#### [Excerpt provided]

━━━━━━━━

Reactions: Informative 1


----------



## beloved7 (Aug 21, 2022)

Though he obviously wasn’t, his reasoning sounds strikingly similar to that of those who hold to the normative principle of worship. God commands us to baptize, and Scripture is not silent on this issue of mode, ergo it is not a matter of Christian liberty. I would respectfully submit that it is absolutely a matter to divide over, as it pertains to transgression.


----------



## Northern Crofter (Aug 21, 2022)

━━━━━━━━

#### [Data items]
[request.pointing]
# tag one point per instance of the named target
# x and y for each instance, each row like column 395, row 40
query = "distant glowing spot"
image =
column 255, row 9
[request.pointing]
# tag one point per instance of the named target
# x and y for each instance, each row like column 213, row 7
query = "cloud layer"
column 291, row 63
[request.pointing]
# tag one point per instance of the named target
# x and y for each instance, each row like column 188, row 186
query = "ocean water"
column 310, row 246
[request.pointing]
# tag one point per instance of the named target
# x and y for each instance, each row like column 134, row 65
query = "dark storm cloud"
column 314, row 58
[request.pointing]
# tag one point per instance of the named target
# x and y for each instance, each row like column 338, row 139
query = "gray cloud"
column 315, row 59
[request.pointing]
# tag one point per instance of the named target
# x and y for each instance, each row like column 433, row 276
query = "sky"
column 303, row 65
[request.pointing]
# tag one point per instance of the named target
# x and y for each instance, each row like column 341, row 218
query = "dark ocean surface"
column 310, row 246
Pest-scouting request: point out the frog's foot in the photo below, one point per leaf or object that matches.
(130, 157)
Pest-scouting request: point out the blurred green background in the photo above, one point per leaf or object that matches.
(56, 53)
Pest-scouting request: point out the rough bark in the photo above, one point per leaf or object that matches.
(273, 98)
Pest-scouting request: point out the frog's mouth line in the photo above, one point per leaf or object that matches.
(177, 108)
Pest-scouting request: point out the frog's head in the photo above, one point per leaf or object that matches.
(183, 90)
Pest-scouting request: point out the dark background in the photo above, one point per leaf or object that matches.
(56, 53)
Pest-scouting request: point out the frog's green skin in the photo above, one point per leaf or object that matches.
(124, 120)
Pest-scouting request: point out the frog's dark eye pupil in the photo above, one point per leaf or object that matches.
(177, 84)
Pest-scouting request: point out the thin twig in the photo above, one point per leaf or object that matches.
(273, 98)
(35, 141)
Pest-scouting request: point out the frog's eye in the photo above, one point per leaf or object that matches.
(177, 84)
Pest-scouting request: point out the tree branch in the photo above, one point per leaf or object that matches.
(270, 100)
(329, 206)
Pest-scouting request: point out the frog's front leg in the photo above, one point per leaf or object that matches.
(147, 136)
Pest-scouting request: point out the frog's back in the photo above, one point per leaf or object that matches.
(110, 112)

━━━━━━━━

#### [Goals]
**a)** In the forum thread on baptism, which principle does beloved7 say the reasoning sounds strikingly similar to?
**b)** Continue the forum thread on baptism by writing the post that follows its final header.

#### [The replies]
**a)** The normative principle of worship.

**b)**
Taylor said:


> One can safely grant not only that originally _baptizō _means to immerse


Is it not correct that _baptizō _has a more general meaning: "placed under"? This has always been my understanding and makes passages such as I Corinthians 10:1–2 more meaningful. "Baptism" (why do we continue to transliterate rather than translate this word in our English texts?) is not always a "placing under" water. Isn't the full meaning of I Corinthians 11 really the understanding of being "placed under" the blessings and warnings of the covenant? If _baptizō _really means being immersed under water or placed under water, isn't it redundant in texts such as Matthew 3:11/Mark 1:8/Luke 3:16/John 1:26 to state "baptized with water"? Is not the use of _baptizō _in passages such as John 1:33/Acts 1:5/Acts 11:16 better understood as a "placing under"/"being placed under" something rather than being "immersed" - in this case being placed under the power and authority of the Holy Ghost? It also seems clear that sometimes _baptizō _does mean "immersed," but it also seems that this is not always the case.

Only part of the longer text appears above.